◆ STORED ROWS
--- BEGIN ---
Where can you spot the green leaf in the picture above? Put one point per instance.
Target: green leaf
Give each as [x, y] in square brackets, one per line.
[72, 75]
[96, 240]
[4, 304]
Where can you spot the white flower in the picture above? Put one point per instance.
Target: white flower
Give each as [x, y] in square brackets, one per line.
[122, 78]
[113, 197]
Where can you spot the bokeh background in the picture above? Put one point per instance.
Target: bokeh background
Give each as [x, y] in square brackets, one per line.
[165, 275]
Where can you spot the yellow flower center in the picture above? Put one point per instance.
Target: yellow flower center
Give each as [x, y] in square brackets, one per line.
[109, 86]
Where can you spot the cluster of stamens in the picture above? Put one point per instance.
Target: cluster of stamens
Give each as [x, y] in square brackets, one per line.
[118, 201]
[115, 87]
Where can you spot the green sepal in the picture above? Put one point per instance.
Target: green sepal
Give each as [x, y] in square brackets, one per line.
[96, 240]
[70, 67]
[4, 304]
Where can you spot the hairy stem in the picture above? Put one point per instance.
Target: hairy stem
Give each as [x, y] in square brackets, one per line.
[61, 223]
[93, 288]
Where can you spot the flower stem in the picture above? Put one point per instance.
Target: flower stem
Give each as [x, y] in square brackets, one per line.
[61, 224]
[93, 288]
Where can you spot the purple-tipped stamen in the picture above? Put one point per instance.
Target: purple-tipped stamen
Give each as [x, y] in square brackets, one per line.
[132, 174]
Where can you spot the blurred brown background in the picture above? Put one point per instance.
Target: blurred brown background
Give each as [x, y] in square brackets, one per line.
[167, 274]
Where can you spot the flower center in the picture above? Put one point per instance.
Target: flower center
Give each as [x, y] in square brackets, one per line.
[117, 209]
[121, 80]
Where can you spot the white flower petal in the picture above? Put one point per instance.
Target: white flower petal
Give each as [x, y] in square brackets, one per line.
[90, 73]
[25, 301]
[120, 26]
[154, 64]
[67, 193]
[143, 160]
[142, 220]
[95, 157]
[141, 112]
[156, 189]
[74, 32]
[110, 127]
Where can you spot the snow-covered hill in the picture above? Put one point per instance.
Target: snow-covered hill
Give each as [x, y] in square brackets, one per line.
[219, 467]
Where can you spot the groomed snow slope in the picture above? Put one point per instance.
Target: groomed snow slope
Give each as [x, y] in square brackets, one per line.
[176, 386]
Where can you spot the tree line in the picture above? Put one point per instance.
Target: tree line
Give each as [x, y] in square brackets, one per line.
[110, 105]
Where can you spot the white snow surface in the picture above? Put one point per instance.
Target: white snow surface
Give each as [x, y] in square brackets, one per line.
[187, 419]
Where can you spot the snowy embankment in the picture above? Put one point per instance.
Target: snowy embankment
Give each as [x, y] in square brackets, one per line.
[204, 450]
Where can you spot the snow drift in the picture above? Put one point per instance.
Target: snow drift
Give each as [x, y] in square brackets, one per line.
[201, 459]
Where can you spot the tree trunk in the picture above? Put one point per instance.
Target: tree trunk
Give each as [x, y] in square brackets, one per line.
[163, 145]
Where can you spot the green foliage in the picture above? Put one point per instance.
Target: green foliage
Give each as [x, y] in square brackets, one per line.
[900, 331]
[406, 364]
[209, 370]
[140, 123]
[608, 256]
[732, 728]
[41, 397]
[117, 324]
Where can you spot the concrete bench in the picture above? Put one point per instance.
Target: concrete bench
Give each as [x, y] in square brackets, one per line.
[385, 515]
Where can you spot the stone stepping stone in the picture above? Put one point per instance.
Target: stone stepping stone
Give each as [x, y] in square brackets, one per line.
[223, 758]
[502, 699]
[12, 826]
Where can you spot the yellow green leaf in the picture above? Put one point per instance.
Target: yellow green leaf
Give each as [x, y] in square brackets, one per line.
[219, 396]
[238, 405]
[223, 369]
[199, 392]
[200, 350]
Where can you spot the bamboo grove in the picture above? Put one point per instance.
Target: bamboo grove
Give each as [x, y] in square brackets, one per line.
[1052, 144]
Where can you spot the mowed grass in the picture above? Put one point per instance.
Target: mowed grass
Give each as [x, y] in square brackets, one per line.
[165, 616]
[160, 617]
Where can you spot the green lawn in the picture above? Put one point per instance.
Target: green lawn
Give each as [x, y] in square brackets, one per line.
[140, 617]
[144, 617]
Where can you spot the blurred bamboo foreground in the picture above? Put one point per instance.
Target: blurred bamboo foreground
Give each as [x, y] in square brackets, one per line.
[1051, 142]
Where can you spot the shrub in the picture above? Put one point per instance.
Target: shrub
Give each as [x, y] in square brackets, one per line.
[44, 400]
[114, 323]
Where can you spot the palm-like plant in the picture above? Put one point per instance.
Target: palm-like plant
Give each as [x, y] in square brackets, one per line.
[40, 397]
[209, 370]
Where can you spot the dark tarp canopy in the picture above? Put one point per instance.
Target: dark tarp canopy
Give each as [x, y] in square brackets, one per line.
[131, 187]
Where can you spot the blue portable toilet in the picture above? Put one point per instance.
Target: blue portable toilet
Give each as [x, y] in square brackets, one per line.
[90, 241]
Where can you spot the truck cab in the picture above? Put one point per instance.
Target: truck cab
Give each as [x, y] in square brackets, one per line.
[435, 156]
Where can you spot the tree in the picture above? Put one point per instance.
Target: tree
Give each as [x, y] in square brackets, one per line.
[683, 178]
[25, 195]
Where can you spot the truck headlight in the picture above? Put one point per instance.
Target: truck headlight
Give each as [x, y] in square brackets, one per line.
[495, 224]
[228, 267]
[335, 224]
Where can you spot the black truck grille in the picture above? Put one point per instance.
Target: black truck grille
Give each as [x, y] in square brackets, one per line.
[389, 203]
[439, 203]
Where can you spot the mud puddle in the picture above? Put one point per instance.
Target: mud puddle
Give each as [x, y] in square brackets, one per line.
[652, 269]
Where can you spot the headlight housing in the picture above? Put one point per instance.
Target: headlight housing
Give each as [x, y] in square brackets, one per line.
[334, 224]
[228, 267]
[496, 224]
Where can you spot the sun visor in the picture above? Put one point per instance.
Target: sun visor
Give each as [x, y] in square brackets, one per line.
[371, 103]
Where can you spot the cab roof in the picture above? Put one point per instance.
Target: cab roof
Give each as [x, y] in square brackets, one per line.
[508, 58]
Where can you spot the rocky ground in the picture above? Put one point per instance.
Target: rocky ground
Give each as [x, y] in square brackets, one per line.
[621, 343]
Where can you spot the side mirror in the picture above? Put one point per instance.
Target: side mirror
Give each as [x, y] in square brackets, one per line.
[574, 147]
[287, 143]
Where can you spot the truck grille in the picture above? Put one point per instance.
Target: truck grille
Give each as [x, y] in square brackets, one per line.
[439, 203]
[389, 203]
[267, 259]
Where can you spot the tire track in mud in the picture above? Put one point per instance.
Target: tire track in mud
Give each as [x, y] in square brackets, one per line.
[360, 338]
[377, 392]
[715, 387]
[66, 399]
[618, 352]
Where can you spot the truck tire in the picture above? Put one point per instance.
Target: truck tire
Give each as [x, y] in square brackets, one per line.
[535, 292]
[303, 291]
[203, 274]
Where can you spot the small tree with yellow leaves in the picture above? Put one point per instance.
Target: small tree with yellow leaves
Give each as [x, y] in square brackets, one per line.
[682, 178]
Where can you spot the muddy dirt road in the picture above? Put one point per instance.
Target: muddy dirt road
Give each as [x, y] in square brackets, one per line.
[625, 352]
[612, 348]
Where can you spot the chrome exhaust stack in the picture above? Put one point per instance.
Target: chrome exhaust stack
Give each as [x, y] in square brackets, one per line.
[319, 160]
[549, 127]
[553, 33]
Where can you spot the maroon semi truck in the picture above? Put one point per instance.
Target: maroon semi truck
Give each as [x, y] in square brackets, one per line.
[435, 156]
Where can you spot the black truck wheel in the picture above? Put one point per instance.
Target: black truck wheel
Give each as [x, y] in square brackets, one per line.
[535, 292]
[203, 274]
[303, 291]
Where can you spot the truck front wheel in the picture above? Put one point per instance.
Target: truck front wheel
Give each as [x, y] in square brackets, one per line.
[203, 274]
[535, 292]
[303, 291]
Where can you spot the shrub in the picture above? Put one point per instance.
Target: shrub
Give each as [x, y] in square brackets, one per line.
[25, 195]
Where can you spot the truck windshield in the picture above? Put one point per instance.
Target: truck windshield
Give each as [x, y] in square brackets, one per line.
--- END ---
Find the line that contains "Where can you spot the truck tire" in the listing above. Retype it and every line after it up to the last, exactly, and nothing else.

Where can you spot the truck tire in the picture above? Put one point per instance.
Target: truck tire
Give each as [x, y] in square brackets, one per line.
[535, 292]
[303, 291]
[203, 274]
Where can you spot the small tree with yellow leaves in the picture above? Put one point per instance.
Target: small tree with yellow leaves
Give each as [x, y] in square brackets, one per line.
[682, 178]
Where can you spot the muddy dirt road in the picture above? Put one point per instance.
Target: muddy dirt road
Give each as [x, y] in square brackets, one per line.
[625, 352]
[612, 348]
Where can you spot the chrome exhaust stack in the picture above? Put one point per instance.
Target: chrome exhaust stack
Give each as [x, y] in square brackets, one per line.
[319, 160]
[549, 127]
[553, 33]
Where can you spot the maroon semi truck in the picture above? Put one point per instance.
Target: maroon semi truck
Give each as [x, y] in square brackets, one per line.
[435, 156]
Where can you spot the black truck wheel in the picture above? Put one point per instance.
Target: black truck wheel
Give each as [x, y] in square brackets, one per line.
[535, 292]
[203, 274]
[303, 291]
Where can you spot the truck front wheel in the picture above? Put one point per instance.
Target: truck front wheel
Give each as [x, y] in square brackets, one per line.
[203, 274]
[535, 292]
[303, 291]
Where can you spot the shrub in the picture above? Put one point per instance.
Target: shrub
Give each as [x, y] in square brackets, one per line.
[25, 195]
Where can you spot the truck windshield in the picture above? Put one point per instance.
Target: truck windshield
Give each as [x, y] in square brackets, one per line.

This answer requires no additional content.